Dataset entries

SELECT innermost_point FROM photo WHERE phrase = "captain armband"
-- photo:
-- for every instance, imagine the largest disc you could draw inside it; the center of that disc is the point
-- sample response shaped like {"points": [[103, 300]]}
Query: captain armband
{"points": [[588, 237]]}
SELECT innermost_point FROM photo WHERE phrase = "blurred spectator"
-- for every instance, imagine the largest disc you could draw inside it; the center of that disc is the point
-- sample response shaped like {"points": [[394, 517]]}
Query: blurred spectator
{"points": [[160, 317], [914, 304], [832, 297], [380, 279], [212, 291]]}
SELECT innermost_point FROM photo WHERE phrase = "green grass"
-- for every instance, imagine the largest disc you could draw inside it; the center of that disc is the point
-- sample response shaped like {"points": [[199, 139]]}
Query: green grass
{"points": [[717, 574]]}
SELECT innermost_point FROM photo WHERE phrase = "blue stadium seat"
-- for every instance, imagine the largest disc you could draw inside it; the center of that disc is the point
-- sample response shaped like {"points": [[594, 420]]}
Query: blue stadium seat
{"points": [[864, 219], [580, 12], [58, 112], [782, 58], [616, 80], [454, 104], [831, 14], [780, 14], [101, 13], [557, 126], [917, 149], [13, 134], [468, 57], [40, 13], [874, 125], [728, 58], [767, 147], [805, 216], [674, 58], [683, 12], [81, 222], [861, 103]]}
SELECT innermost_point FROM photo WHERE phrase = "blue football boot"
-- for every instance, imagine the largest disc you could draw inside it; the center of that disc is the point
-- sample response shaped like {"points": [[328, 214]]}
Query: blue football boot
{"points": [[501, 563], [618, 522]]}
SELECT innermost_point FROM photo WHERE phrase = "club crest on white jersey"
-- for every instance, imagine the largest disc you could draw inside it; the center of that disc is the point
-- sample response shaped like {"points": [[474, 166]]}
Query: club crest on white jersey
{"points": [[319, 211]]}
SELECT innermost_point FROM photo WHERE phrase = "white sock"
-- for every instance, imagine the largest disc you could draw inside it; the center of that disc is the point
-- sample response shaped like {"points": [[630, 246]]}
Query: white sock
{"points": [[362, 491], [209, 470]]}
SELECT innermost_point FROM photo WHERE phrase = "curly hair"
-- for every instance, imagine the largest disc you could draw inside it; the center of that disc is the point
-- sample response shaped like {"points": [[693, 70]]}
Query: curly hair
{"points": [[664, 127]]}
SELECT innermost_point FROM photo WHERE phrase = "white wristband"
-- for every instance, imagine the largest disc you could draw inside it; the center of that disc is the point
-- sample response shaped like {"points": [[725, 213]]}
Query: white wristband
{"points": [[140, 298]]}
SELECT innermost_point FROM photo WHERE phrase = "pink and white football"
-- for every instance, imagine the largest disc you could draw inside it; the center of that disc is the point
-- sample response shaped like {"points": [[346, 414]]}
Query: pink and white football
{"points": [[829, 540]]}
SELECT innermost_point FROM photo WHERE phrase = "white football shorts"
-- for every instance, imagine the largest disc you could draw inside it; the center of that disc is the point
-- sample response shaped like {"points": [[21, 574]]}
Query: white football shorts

Task requirements - Could you return the data above exactly as it stands?

Solved exercise -
SELECT innermost_point FROM photo WHERE phrase = "captain armband"
-- photo:
-- for every instance, imagine the largest disc you could draw inside it; the center of that disc is the point
-- sample response shaped like {"points": [[103, 300]]}
Query: captain armband
{"points": [[588, 237]]}
SELECT innermost_point FROM photo WHERE phrase = "blurred spectator"
-- for every instance, imagine the largest disc you could draw inside it; the center of that disc is the point
-- sample response shaped like {"points": [[394, 517]]}
Query: blurred spectator
{"points": [[160, 317], [914, 304], [832, 297], [380, 279], [212, 291]]}
SELECT innermost_point FROM photo WHERE phrase = "green grass"
-- for every instance, imagine the largest disc you could draw inside it; the center of that disc is the point
-- sample response shaped like {"points": [[199, 139]]}
Query: green grass
{"points": [[717, 574]]}
SELECT innermost_point FROM photo WHERE phrase = "blue stadium seat"
-- for every instance, imagine the largest disc you could draw inside it; the center of that disc is the point
-- sample response shaped like {"points": [[594, 420]]}
Query: blue stadium seat
{"points": [[864, 219], [580, 12], [58, 112], [782, 58], [616, 80], [454, 104], [831, 14], [780, 14], [101, 13], [557, 126], [917, 149], [13, 134], [468, 57], [40, 13], [874, 125], [728, 58], [767, 147], [805, 216], [674, 58], [683, 12], [81, 222], [861, 103]]}
SELECT innermost_point FROM photo WHERE phrase = "blue football boot"
-- for every instance, imagine the largest disc you could draw inside it; the center of that disc is the point
-- sample response shaped like {"points": [[328, 214]]}
Query: blue football boot
{"points": [[501, 563], [618, 522]]}
SELECT innermost_point FROM photo WHERE phrase = "club crest on white jersey"
-- for every instance, imagine the largest disc you could draw inside it; the center of that disc is the point
-- sample response shaped like {"points": [[474, 166]]}
Query: club crest on white jersey
{"points": [[319, 211]]}
SELECT innermost_point FROM photo WHERE phrase = "white sock"
-- for every instance, imagine the largest disc you could draw inside it; the center of that disc is the point
-- sample response shaped like {"points": [[630, 246]]}
Query: white sock
{"points": [[362, 491], [209, 470]]}
SELECT innermost_point FROM photo WHERE phrase = "curly hair"
-- for every instance, imagine the largest disc you could draw inside it; the center of that disc is the point
-- sample response shaped like {"points": [[693, 70]]}
Query: curly hair
{"points": [[664, 127]]}
SELECT innermost_point FROM photo WHERE phrase = "white wristband"
-- for every instance, imagine the largest disc you could draw inside it; the center of that disc is the point
-- sample response shaped like {"points": [[725, 213]]}
Query: white wristband
{"points": [[140, 298]]}
SELECT innermost_point FROM photo WHERE phrase = "pink and white football"
-- for every instance, imagine the largest disc you could draw inside it; the center of that disc is the point
-- sample response shaped like {"points": [[346, 414]]}
Query: pink and white football
{"points": [[829, 540]]}
SELECT innermost_point FROM photo WHERE phrase = "white football shorts"
-- for every instance, imagine the largest disc you could draw inside it; the center of that disc is the point
-- sample response shaped like {"points": [[21, 574]]}
Query: white football shorts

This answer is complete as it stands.